===== SOURCE
Dennis: One of the things I found interesting about your material is that it is intensely practical. John, you help a young person understand what happens to them if they don’t get the right relationships. You talk about four outcomes that take place in a young person’s life. Share those with our audience, please.
John: These are really helpful for me. They actually came out of the Men’s Fraternity material that Robert did that helped us figure out how to navigate this maze of friendship. If an individual doesn’t have this, there were four things that we identified.
One was a warped perspective on life. Left to ourselves, it is amazing what we can talk ourselves into. God has rigged our life in such a way that it takes more than one set of eyes on us to really be able to see reality—even as we were talking about, to help us find a healthy place. “What is health?” and “How do we find that?” To be able to do that was definitely one of the challenges.
Dennis: Just a comment about that—in war, what the enemy does when he wants to break down a soldier, he puts him in isolation.
John: Absolutely. That is exactly right.
Dennis: I think that happens on the college campus with young people. The Enemy gets him in an isolated situation, and you can be convinced of anything in those circumstances.
John: Absolutely. That is exactly what we are speaking to. The second that we talked about is a strong potential for loose living when we break out of the herd, when we are on our own—that tug, the pull of our flesh.
I think about on the Discovery Channel, I use that illustration, where you see the lions coming upon the gazelles or the deer. They will circle them until one breaks away. Then when one breaks away, that is immediately where they go pounce. Within 12 seconds, it is dinner and bones. In a lot of ways, that is why we encourage guys and gals to lock arms with like-minded people immediately to deal with that potential of loose living.
Bob: You talk about this potential for loose living, and this is going to sound pretty harmless, but I have a distinct memory. My freshman year, it was a Tuesday night, and I didn’t really have much studying that needed to be done, didn’t have any place to go, anything to do. I thought to myself, “I think I’ll go to a movie. I’ve never been to a movie on a Tuesday night before.”
You know, movies—you could only go to those—Mom and Dad wouldn’t let you go to a movie on a school night. I didn’t even care about the movie. I just wanted to go to a movie on a Tuesday night because now, all of a sudden, I could. Nobody was checking to see. There was a little bit of that “testing my own wings” and saying, “I can do this now. I can make these choices.” Now that is pretty harmless choice.
Dennis: Was it a good movie?
Bob: No. It wasn’t a particularly good movie (laughter); but it is a pretty harmless choice that a student makes. If your young person calls home from college the first semester and says, “Well, I have to confess; I went to a movie on a Tuesday night.” There aren’t a whole lot of parents who are going to go, “Our son has fallen off the deep end.” Right? But the principle was there; we are starting to test our limits a little more and saying, “The restraints that used to be around us aren’t there.” For some students, they just go “hog wild.” Can I say that to an Arkansas graduate, Robert?
Robert: Yes. I’ll let you do that. (laughter)
Bob: They go “hog wild” into choices that are not healthy choices.
==========
===== MATERIAL FOR THIS EXERCISE
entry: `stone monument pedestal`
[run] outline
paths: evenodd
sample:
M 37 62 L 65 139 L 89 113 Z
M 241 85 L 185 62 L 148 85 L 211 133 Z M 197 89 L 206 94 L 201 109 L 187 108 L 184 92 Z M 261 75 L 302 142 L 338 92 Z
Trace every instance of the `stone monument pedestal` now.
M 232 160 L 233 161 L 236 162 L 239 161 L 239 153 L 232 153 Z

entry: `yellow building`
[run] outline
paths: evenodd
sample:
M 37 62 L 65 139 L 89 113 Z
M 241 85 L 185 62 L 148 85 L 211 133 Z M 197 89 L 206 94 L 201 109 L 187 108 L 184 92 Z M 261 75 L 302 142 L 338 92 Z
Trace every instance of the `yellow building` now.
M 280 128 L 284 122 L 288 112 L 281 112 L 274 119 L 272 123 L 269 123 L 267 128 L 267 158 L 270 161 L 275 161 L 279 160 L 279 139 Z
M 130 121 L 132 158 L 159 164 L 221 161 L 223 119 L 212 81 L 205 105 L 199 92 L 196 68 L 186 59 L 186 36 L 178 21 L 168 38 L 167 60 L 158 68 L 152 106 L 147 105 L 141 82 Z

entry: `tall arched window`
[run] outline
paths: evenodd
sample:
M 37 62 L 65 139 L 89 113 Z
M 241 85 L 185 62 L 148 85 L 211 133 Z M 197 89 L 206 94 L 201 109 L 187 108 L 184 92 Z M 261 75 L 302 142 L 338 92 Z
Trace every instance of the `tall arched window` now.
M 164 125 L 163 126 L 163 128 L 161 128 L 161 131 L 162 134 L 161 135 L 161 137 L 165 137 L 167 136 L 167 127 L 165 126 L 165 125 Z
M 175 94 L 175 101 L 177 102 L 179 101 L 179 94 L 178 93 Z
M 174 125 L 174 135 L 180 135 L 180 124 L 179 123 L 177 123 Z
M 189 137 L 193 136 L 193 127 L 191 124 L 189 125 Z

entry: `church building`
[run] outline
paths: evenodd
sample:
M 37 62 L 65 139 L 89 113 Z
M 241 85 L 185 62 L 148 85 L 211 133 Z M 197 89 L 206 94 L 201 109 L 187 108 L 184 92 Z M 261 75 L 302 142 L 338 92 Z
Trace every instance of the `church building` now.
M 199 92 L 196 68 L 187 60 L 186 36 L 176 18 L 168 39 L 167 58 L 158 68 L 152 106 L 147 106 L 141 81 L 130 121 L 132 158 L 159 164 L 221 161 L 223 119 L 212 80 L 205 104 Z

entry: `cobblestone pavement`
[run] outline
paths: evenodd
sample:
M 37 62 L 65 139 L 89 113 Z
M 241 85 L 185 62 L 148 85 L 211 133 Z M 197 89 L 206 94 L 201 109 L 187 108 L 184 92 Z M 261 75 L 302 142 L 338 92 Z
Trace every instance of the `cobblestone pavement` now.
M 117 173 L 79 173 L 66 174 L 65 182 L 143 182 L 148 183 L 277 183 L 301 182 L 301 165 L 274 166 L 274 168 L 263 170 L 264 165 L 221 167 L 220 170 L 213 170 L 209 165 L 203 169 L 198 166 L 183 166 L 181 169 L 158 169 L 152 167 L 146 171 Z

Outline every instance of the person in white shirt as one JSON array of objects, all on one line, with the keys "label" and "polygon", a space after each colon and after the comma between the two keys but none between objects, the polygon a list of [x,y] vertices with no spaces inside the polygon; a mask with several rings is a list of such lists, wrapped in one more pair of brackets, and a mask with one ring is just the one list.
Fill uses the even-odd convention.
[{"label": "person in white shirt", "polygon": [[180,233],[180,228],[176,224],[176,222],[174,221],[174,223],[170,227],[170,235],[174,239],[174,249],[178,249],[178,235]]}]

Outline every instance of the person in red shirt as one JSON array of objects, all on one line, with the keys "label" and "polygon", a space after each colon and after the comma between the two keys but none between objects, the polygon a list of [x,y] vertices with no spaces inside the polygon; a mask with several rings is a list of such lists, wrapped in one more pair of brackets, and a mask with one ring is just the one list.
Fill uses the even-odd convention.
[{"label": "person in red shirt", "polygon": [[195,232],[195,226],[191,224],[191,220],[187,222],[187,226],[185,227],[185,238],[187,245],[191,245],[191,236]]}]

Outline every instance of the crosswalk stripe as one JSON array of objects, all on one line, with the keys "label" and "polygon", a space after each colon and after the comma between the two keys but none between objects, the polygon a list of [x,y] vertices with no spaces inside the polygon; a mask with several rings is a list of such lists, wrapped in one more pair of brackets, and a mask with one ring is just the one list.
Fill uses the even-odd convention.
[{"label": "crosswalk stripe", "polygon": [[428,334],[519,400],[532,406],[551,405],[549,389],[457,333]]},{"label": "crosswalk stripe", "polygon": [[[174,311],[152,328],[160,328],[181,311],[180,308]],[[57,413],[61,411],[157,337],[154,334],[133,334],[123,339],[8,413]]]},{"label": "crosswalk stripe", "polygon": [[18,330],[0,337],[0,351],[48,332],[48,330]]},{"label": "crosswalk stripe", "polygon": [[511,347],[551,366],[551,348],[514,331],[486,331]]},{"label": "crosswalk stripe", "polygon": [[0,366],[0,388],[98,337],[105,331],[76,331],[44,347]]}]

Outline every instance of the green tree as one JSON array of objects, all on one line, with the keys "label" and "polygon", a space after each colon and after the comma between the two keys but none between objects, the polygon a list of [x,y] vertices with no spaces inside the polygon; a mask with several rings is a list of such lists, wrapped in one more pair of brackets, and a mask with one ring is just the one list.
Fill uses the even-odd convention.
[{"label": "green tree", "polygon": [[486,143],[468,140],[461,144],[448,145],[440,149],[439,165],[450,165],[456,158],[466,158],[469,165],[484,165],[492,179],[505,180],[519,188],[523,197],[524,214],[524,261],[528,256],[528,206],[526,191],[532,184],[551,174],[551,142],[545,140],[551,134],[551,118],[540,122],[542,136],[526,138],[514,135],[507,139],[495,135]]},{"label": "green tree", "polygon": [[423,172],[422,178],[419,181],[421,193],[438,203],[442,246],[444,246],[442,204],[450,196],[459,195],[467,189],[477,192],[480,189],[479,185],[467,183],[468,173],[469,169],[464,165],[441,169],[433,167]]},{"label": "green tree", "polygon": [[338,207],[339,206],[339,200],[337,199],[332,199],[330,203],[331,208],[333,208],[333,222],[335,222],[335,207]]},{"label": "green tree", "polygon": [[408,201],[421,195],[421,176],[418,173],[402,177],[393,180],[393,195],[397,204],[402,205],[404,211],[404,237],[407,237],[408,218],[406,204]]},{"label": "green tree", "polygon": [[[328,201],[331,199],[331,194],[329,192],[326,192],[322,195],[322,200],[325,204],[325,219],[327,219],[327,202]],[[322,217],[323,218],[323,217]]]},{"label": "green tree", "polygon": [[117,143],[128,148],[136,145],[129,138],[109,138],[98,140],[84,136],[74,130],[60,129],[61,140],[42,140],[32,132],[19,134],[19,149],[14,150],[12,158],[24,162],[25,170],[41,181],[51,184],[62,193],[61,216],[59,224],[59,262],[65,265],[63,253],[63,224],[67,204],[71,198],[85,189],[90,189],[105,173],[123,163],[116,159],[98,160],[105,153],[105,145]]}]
==========
(TASKS FOR THIS EXERCISE)
(a) Reproduce the passage of the transcript from "I think about" up to and including "of loose living.", word for word.
(b) Rewrite the records from their first line up to and including the line with "M 199 92 L 196", keeping every request line as it is. In the answers, multiply each outline coordinate by 1.3 and round it to a whole number, with halves rounded up.

(OUTPUTS BY TASK)
(a)
I think about on the Discovery Channel, I use that illustration, where you see the lions coming upon the gazelles or the deer. They will circle them until one breaks away. Then when one breaks away, that is immediately where they go pounce. Within 12 seconds, it is dinner and bones. In a lot of ways, that is why we encourage guys and gals to lock arms with like-minded people immediately to deal with that potential of loose living.

(b)
entry: `stone monument pedestal`
[run] outline
paths: evenodd
sample:
M 37 62 L 65 139 L 89 113 Z
M 241 85 L 185 62 L 148 85 L 211 133 Z M 197 89 L 206 94 L 201 109 L 187 108 L 184 92 Z M 261 75 L 302 142 L 338 92 Z
Trace every instance of the `stone monument pedestal` now.
M 302 208 L 303 209 L 307 211 L 311 209 L 311 199 L 302 199 Z

entry: `yellow building`
[run] outline
paths: evenodd
sample:
M 37 62 L 65 139 L 89 113 Z
M 241 85 L 185 62 L 148 85 L 211 133 Z M 197 89 L 206 94 L 201 109 L 187 108 L 184 92 Z M 261 75 L 302 142 L 338 92 Z
Trace every instance of the `yellow building` now.
M 364 166 L 369 159 L 374 146 L 365 146 L 356 155 L 354 160 L 350 160 L 347 166 L 347 205 L 351 209 L 358 209 L 363 208 L 363 181 Z
M 169 157 L 172 205 L 207 213 L 287 209 L 290 155 L 276 105 L 267 137 L 259 120 L 255 88 L 242 77 L 242 47 L 231 27 L 218 49 L 217 78 L 205 88 L 198 138 L 191 137 L 183 107 Z

entry: `tall arched window`
[run] outline
paths: evenodd
sample:
M 37 62 L 65 139 L 89 113 Z
M 241 85 L 185 62 L 148 85 L 211 133 Z M 197 89 L 206 94 L 201 109 L 187 108 L 184 92 Z M 261 75 L 302 142 L 338 92 Z
Trace every instance of the `tall arched window` now.
M 213 163 L 212 164 L 212 166 L 209 166 L 209 170 L 211 174 L 209 176 L 209 178 L 215 178 L 217 177 L 217 165 L 215 164 L 215 163 Z
M 228 122 L 228 131 L 230 133 L 233 131 L 233 122 L 231 121 Z
M 226 163 L 226 176 L 234 176 L 234 161 L 233 160 L 230 160 Z
M 246 178 L 251 177 L 251 165 L 248 161 L 246 163 Z

entry: `church building`
[run] outline
paths: evenodd
sample:
M 37 62 L 65 139 L 89 113 Z
M 241 85 L 185 62 L 148 85 L 211 133 Z M 197 89 L 206 94 L 201 109 L 187 108 L 184 92 Z M 261 75 L 302 142 L 338 92 Z
Trace every instance of the `church building` now.
M 259 120 L 255 88 L 243 78 L 242 47 L 229 23 L 218 51 L 217 75 L 205 88 L 198 138 L 191 138 L 183 105 L 169 157 L 172 205 L 207 213 L 287 209 L 290 155 L 276 104 L 267 135 Z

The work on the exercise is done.